Reproduce the material from its beginning through the line containing "227 107 329 153", with both ends included. Omit the pictures from your reproduction.

Excerpt from a dataset:
+++

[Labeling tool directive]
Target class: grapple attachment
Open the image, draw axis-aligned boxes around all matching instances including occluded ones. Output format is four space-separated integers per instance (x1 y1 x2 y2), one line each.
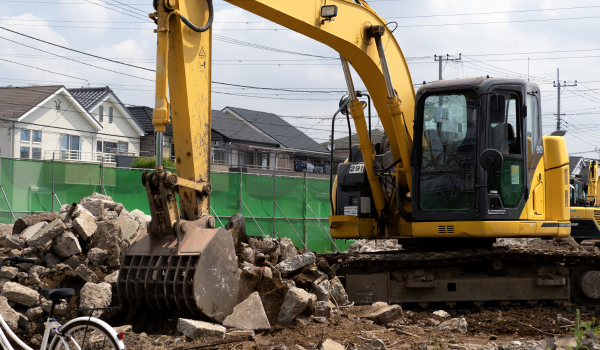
117 172 240 322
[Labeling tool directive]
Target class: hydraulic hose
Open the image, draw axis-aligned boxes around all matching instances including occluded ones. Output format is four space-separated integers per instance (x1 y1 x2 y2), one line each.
180 0 214 33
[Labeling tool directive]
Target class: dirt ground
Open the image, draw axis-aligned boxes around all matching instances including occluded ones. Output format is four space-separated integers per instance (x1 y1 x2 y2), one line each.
104 306 595 350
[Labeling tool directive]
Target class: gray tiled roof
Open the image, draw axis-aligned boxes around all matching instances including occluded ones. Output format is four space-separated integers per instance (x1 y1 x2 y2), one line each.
211 110 279 147
0 85 63 119
321 128 385 150
69 86 110 111
127 106 173 135
227 107 329 153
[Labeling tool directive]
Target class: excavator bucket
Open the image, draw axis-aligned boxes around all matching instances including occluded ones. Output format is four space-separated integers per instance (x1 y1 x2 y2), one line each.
117 216 240 322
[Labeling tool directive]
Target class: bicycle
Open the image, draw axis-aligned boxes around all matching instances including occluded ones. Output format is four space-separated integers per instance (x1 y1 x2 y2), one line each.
0 256 125 350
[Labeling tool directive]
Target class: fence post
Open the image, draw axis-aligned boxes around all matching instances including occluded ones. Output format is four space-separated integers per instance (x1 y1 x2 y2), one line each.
304 171 308 246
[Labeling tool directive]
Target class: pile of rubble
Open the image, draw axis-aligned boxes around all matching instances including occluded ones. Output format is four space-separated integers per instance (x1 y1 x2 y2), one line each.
0 193 150 345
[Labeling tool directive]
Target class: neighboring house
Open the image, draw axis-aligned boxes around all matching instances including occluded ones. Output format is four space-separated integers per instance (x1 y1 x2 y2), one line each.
321 128 385 161
222 107 330 172
0 85 144 164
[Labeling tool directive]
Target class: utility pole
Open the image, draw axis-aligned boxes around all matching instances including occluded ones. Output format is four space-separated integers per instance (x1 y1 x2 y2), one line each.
433 53 462 80
554 68 577 130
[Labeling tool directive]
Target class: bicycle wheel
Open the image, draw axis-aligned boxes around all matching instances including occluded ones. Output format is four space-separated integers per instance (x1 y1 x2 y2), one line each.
50 320 119 350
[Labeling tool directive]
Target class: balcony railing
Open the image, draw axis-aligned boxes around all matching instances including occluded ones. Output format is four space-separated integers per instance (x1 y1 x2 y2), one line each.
44 150 139 164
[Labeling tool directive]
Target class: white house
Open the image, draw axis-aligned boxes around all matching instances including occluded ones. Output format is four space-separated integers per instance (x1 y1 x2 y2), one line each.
0 85 145 163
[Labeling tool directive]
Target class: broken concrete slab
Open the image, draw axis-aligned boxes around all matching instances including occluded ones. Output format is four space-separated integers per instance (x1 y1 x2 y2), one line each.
26 219 67 247
21 221 48 240
329 277 350 306
73 210 98 241
177 318 227 339
278 287 316 324
279 237 298 260
2 282 40 307
88 247 108 266
117 216 140 240
437 317 468 334
75 264 99 283
223 292 271 330
275 252 316 276
0 296 19 331
51 231 81 259
363 305 402 324
79 282 112 317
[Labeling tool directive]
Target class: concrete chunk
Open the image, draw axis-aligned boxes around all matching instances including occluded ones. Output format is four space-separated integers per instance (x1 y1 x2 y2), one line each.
177 318 226 339
73 210 98 241
0 296 19 331
21 221 48 240
279 237 298 260
79 282 112 317
275 252 316 276
364 305 402 324
223 292 271 330
329 277 349 306
277 287 316 324
75 264 98 283
52 231 81 259
26 219 67 247
2 282 40 307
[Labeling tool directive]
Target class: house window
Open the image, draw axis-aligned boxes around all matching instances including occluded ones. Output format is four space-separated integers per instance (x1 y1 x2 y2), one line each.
21 147 29 158
31 147 42 159
117 142 129 153
33 130 42 143
21 130 31 142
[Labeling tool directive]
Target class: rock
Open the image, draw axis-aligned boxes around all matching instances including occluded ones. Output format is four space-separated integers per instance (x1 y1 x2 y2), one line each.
13 213 58 235
79 282 112 317
52 231 81 259
279 237 298 260
320 339 346 350
278 287 316 324
75 264 99 283
177 318 226 339
314 301 331 317
117 216 140 239
26 219 67 247
25 306 44 321
437 317 467 334
329 277 349 306
21 221 48 240
73 210 98 241
363 305 402 324
63 255 82 270
225 213 246 247
310 280 331 301
0 266 19 280
91 221 123 268
2 282 40 307
88 247 108 266
0 296 19 331
223 292 271 330
433 310 450 318
249 237 278 253
276 252 316 276
4 235 27 249
554 337 577 349
81 197 104 218
44 253 62 268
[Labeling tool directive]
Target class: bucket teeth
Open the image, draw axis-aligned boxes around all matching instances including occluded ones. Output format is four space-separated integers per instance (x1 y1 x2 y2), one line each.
117 255 200 315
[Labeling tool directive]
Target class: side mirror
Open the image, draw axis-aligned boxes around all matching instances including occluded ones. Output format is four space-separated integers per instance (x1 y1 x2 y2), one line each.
479 148 504 172
489 94 506 124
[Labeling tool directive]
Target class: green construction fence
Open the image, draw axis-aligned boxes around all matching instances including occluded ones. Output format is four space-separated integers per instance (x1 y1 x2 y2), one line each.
0 158 353 253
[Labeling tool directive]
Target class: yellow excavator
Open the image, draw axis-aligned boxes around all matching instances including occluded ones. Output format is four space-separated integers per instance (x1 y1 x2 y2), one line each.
118 0 600 321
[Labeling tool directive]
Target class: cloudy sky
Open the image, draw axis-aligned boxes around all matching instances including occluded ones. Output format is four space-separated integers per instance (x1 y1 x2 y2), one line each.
0 0 600 158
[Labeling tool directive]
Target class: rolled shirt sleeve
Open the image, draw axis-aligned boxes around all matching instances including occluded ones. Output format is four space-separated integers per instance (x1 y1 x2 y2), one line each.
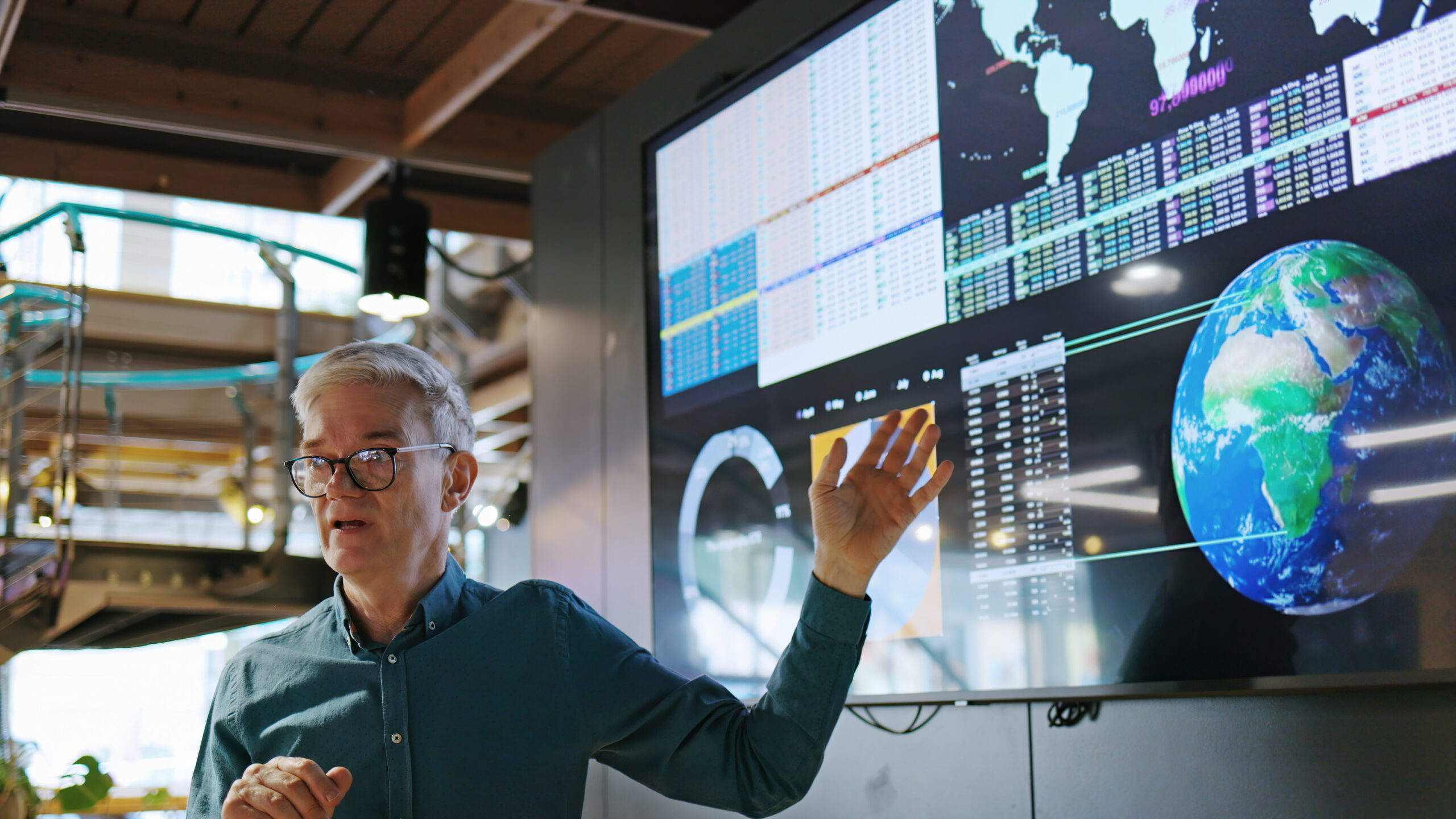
557 578 869 816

+++

▶ Problem solution:
[Labeling tool directive]
Target class: grapple attachment
Open the image, draw axis-aligned boxes around all matching instances including occluded ones. Output format is four space-separated integers per instance (x1 y1 x2 y2), one line each.
117 172 240 322
[Labeling tool directive]
Target class: hydraulic hose
Open the image, draw axis-aligned boxes around all matching instances including occluded ones. Output format is four space-separated integers per instance (x1 y1 x2 y2), one line each.
180 0 214 33
[Labeling tool directive]
Target class: dirt ground
Open the image, draw axis-aligned boxes around all matching instances including occluded ones. Output format is four space-separated integers per instance (x1 y1 x2 y2), one line each.
104 306 595 350
[Labeling tool directive]
Target class: gray tiled roof
Open the image, draw axis-aligned boxes around all matching instances including occluded ones. Output format is four space-separated integers per instance (x1 y1 x2 y2), one line each.
211 110 279 147
0 85 63 119
321 128 385 150
69 86 110 111
127 106 173 135
227 107 329 153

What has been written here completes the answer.